O nobre gesto de um comandante brasileiro que fez história

O nobre gesto de um comandante brasileiro que fez história

Nos anos que se seguiram ao fim da Guerra do Vietnã e a ascensão dos comunistas ao poder naquele país asiático, milhares de vietnamitas se lançaram ao mar a bordo de qualquer coisa que flutuasse, na esperança de serem resgatados por navios que passassem e levados para outros países.

Eram os “Boat People”, como ficaram conhecidos os desesperados vietnamitas que não buscavam navegar para lugar algum (até porque não tinham barcos para isso), mas apenas tentavam uma chance de virarem refugiados.

Para isso, eles avançavam até o alto-mar, muitas vezes com suas famílias inteiras, e por lá ficavam, dias à fio, tentando sensibilizar os comandantes dos navios a parar e resgatá-los, o que garantiria a ida do grupo para outro país, fosse ele qual fosse – quase sempre, a mesma nação do dono do navio, porque os regulamentos internacionais determinam que quem socorre alguém no mar fica automaticamente responsável por aquela pessoa.

E isso não agradava nem os países, nem os donos das cargas dos navios, porque atrasava as viagens.

Cientes do problema, a grande maioria dos comandantes dos navios em travessias pela região passou a ignorar a presença daqueles pobres coitados no mar, mesmo quando, no auge do desespero, eles erguiam crianças e clamavam por ajuda.

Mas, felizmente, nem todos os comandantes eram tão insensíveis assim.

E um deles, o brasileiro Charles França de Araújo e Silva, comandante do também brasileiro navio petroleiro José Bonifácio, acabaria virando uma espécie de herói justamente por esta virtude.

Em 1979, quando retornava do Japão para o Brasil, a tripulação do José Bonifácio avistou um daqueles barcos de candidatos a refugiados à deriva, na costa vietnamita, e avisou o comandante França.

Em circunstâncias normais, ele também nada faria, porque, além de frequentes, os “Boat People” representavam uma grande dor de cabeça política, já que seus resgates implicavam em relações diplomáticas entre países.

Mas, era época dos tufões no Mar da China e um deles se aproximava rapidamente da região.

Após consultar a meteorologia, o comandante brasileiro pegou um binóculo e examinou atentamente o barco que implorava por ajuda – um precário casco aberto de madeira, com cerca de duas dezenas de pessoas, incluindo um bebê de colo.

Eles não teriam a menor chance de sobreviver frente ao que estava por vir.

Foi quando o comandante França decidiu mandar as favas o bom senso e colocar em prática a mais nobre das virtudes dos homens do mar: a solidariedade.

Deu ordem para o navio reduzir a marcha, dar meia volta e resgatar aquelas pessoas, antes que fosse tarde demais.

Entre o dilema político de tornar o Brasil responsável por aqueles vietnamitas ou cumprir o dever humanitário de não deixar pessoas entregue à própria sorte, o comandante França optou, acertadamente, pela segunda hipótese.

▸ Dados extraídos
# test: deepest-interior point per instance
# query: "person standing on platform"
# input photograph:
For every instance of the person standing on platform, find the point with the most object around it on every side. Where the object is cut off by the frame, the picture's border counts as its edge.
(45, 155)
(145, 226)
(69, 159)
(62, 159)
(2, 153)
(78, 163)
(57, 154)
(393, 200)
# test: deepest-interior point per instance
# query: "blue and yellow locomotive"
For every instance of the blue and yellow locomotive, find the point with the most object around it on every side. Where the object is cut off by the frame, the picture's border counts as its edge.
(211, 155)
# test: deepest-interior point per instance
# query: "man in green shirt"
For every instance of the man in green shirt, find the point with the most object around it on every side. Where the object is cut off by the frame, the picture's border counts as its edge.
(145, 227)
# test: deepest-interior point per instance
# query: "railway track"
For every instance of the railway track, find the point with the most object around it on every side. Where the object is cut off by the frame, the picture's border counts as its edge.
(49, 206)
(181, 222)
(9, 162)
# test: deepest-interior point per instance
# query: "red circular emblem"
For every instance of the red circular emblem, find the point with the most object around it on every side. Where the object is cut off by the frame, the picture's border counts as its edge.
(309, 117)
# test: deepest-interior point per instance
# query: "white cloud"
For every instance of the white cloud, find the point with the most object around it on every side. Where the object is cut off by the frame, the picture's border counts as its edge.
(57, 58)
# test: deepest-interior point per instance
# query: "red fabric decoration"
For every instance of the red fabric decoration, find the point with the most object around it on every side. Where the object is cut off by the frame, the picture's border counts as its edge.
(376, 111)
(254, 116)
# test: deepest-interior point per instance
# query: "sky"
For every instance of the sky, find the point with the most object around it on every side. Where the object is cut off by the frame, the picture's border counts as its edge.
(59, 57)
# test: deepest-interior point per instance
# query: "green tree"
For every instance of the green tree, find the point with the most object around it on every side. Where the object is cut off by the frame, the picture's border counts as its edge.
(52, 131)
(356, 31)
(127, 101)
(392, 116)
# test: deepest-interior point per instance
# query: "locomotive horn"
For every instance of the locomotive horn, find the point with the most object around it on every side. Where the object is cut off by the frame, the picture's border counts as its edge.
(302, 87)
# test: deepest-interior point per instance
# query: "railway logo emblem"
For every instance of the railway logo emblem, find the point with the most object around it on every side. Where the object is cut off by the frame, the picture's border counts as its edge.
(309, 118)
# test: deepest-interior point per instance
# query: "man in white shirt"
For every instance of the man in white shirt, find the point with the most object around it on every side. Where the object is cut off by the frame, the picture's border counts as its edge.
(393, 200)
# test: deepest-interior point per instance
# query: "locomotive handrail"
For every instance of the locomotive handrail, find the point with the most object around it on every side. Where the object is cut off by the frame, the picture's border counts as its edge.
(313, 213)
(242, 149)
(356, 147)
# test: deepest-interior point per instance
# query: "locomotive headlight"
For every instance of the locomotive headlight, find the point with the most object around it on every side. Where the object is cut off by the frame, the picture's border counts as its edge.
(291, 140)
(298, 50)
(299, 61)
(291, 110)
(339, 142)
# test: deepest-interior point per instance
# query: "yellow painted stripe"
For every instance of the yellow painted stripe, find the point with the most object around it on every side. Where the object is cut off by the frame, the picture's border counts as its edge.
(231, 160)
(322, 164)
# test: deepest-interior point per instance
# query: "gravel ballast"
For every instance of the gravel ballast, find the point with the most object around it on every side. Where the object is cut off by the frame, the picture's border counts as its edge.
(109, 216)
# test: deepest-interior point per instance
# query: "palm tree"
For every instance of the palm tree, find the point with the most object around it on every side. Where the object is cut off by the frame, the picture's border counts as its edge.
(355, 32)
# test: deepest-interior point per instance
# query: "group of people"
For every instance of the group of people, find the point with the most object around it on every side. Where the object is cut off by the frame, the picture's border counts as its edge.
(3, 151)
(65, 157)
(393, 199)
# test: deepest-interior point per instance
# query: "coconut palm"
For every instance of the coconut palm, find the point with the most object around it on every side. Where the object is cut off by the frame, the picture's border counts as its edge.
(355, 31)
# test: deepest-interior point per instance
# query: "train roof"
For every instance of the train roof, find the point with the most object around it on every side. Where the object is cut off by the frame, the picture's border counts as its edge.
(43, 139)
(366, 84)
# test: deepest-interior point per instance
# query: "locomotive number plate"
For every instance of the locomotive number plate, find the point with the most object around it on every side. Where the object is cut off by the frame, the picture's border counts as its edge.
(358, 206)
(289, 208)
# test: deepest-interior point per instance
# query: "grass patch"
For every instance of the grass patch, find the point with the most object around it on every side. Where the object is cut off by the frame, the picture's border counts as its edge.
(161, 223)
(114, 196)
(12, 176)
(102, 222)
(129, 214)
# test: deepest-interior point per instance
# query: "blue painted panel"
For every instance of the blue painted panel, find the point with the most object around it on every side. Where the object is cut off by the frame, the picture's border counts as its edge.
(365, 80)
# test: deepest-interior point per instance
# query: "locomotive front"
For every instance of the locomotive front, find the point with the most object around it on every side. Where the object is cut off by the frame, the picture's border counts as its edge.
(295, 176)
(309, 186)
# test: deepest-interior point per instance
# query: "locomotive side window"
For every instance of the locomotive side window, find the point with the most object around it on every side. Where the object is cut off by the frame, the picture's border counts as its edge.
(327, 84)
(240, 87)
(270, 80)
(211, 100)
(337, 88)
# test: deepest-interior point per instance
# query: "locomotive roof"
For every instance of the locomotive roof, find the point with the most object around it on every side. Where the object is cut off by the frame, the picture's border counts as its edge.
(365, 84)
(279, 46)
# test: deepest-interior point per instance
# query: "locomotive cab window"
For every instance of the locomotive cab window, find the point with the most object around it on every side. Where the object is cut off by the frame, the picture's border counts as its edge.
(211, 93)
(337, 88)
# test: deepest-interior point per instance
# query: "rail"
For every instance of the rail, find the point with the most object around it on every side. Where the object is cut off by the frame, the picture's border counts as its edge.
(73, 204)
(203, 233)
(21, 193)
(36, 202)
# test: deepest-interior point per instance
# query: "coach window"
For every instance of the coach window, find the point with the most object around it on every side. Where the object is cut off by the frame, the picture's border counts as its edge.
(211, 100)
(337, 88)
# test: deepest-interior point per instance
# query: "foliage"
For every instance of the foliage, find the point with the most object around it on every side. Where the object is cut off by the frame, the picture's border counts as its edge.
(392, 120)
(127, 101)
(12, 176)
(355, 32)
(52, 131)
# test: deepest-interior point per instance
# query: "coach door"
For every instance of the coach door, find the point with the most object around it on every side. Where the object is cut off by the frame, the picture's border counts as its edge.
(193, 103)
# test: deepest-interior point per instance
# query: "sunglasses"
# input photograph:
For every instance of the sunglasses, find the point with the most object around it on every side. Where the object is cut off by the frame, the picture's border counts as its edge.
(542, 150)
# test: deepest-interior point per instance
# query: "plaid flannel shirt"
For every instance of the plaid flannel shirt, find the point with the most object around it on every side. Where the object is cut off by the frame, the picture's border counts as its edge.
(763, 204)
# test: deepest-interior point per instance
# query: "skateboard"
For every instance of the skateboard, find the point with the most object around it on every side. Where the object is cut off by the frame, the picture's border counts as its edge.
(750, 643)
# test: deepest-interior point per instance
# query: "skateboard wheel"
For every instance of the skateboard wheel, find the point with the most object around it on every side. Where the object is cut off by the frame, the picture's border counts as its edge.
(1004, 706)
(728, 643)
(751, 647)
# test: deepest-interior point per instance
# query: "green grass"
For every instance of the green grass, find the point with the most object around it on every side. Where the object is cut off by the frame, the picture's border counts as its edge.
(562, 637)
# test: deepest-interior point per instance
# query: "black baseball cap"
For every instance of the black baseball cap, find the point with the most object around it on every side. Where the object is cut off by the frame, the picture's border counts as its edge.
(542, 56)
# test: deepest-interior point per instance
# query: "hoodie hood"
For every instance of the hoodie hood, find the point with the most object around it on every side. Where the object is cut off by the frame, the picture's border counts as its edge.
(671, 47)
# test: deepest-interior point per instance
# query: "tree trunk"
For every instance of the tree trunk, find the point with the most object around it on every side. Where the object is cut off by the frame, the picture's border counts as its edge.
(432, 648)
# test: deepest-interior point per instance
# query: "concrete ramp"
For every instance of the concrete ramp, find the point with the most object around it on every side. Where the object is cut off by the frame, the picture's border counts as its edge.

▸ Objetivos
(1) No texto sobre o comandante França, que tipo de navio era o José Bonifácio?
(2) Dê continuidade ao texto sobre o comandante França a partir da última frase.

▸ Respostas por tarefa
(1) Um navio petroleiro brasileiro.

(2)
Mas não seria uma tarefa nada fácil, porque, com 334 metros de comprimento, o José Bonifácio era um navio gigantesco – o maior que já navegou sob bandeira brasileira, em todos os tempos.

Tão difícil quanto a decisão do comandante foram as manobras que precisaram ser feitas para o navio parar totalmente e resgatar aquelas pessoas no mar, porque qualquer movimento errado poderia resultar na destruição do próprio barco dos refugiados.

O José Bonifácio passou a navegar em círculos, cada vez mais fechados, até que a velocidade diminuísse gradualmente e permitisse a parada total dos motores – uma tarefa extremamente complexa para um navio com o tamanho de três campos de futebol.

A manobra consumiu mais de uma hora, mas foi bem-sucedida.

E na hora certa.

Duas horas depois de o grupo ser resgatado, o tufão que vinha se aproximando varreu o mar com brutal ferocidade.

Se não tivessem sido socorridos a tempo, todas aquelas pessoas teriam morrido.

Depois de receberem água, comida e peças roupas dos tripulantes do navio, os vietnamitas, 24 pessoas ao todo, mais do que a tripulação do próprio petroleiro, contaram a sua história.

Eles já estavam no mar há três dias e quatro noites, sem comer nem beber, após terem conseguido driblar a patrulha costeira do Vietnã, que tentava impedir a força que os vietnamitas fugissem do país.

O sonho do grupo, que era liderado pelo jovem pescador Vo Van Phuog, de 21 anos, e sua namorada Nguyen Thi Kim Dung, de 20, era ser resgatado por um navio americano, porque assim eles acabariam sendo levados para os Estados Unidos, praticamente o único país que já tinham ouvido falar, por conta da guerra.

Mas o único navio que parou para socorrê-los foi um petroleiro brasileiro, graças a bravura e destreza do comandante França.

Após o resgate, os vietnamitas foram levados para Cingapura, onde o navio fez escala.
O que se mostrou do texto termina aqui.